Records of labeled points
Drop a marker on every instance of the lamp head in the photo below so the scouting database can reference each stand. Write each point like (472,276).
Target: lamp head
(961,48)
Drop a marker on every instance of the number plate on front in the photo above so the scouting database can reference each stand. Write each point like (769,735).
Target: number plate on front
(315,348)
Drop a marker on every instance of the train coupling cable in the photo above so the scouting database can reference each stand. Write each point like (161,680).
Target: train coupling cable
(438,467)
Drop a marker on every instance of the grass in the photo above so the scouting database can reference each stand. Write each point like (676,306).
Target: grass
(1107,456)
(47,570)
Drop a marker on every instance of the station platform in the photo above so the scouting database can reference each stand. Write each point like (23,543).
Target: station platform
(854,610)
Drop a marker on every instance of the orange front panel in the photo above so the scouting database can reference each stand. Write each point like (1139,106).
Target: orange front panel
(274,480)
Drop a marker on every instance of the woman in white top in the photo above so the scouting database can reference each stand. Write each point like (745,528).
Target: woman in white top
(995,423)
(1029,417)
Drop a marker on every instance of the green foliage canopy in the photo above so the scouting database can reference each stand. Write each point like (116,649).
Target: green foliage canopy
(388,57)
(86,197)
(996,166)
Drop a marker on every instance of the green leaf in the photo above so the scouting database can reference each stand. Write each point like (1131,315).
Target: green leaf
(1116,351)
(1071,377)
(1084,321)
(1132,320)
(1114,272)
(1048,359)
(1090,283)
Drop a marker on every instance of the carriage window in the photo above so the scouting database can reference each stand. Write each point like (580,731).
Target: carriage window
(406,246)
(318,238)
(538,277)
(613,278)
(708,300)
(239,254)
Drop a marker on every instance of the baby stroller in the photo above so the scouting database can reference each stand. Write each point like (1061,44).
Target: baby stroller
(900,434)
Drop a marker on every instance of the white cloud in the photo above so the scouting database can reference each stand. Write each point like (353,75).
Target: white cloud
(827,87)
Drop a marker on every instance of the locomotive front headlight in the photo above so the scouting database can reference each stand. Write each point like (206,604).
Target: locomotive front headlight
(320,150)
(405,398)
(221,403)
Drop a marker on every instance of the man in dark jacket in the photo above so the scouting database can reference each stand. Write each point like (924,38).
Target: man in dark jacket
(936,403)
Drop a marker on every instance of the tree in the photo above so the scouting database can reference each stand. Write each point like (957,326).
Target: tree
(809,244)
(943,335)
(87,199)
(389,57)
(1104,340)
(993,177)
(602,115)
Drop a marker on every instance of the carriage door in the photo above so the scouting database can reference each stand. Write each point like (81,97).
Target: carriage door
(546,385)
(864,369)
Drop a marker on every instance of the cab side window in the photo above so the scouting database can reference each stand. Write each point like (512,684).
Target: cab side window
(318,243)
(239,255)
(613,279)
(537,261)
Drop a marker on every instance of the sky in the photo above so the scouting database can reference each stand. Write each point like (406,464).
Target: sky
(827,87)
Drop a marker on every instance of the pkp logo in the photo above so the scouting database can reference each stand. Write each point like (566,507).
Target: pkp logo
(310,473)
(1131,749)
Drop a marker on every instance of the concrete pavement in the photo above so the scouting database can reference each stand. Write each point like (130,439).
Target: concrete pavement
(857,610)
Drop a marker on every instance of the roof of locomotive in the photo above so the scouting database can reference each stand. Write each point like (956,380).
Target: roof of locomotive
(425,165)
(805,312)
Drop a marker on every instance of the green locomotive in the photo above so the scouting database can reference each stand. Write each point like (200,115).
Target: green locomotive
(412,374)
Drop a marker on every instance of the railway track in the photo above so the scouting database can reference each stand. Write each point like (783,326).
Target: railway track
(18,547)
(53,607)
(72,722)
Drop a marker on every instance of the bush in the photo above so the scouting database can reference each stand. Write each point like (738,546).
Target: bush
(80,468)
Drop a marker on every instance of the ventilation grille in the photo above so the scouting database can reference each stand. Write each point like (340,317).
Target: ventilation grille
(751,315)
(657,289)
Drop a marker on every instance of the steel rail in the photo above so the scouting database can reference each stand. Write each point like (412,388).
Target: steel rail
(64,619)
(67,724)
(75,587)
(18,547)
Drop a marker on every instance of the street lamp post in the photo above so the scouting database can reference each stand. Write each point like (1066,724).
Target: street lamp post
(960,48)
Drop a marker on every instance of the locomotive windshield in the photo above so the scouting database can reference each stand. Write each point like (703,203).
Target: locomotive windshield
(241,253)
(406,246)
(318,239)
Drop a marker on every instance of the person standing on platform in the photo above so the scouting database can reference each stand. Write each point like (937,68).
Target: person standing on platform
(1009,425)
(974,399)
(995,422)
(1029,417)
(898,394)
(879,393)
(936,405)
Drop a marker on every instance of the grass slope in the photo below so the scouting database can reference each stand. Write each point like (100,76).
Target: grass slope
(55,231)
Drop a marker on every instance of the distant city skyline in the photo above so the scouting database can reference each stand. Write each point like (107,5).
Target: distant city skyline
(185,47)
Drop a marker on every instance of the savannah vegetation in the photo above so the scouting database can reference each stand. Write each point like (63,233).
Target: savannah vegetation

* **Task**:
Rescale everything from the line containing "Drop a marker on every instance of the railway" down to the end of the material, writing those lines out again with the requests included. Multiply each point coordinate in the answers by 2.55 and round to whole numbers, with halves going up, but leave the numbers in the requests and their format samples as they are.

* **Result for this task**:
Drop a marker on every instance of the railway track in the photo above so the scouting database can reference each stand. Write each point like (783,326).
Target: railway track
(46,1395)
(135,1548)
(184,1841)
Drop a marker on every instance of the bush in the photo above so the scouting database can reference each stand. Write each point like (738,546).
Target: bush
(204,1193)
Drop a marker on every instance of the ventilation grille in the photo above so the scouting database can reference each stand. Write each point like (340,317).
Target: ventilation grille
(1915,803)
(1675,737)
Drop a marker on every instance of the steel rail in the photo above so the scouting database can reference each stand. Write each point like (412,388).
Target: steel rail
(163,1578)
(171,1846)
(191,1497)
(46,1395)
Drop a marker on every instance of the street lamp post in the photo above so the scouting database can reference each stand. Write each point like (1066,724).
Target: street lamp post
(2448,122)
Drop a marker on every instance of the locomotive windshield in the photo above so the scouting database can reference each stand. Write each point like (703,203).
Target: locomotive windshield
(615,645)
(1035,627)
(811,609)
Drop a marker on every instance of the person standing on platform in the photo above so the scouting database can reference each stand. Write each point like (937,68).
Target: person standing on platform
(2573,1084)
(2484,1017)
(2537,1076)
(2624,1063)
(2290,1005)
(2241,1002)
(2387,1033)
Drop a marker on every instance of the grass slope in the photo below so the scouting database can reference each stand. Write each point like (100,76).
Target: grass slope
(140,589)
Drop a marker on every instance of the distant city skyline in the photo above so the scouting database can reference each stand. Write each point like (107,5).
Target: distant city skyline
(472,120)
Drop a marker on every instance of the savannah vegetation in the photo above so the scouting database can reference each stand. Write each point like (63,233).
Target: savannah vegetation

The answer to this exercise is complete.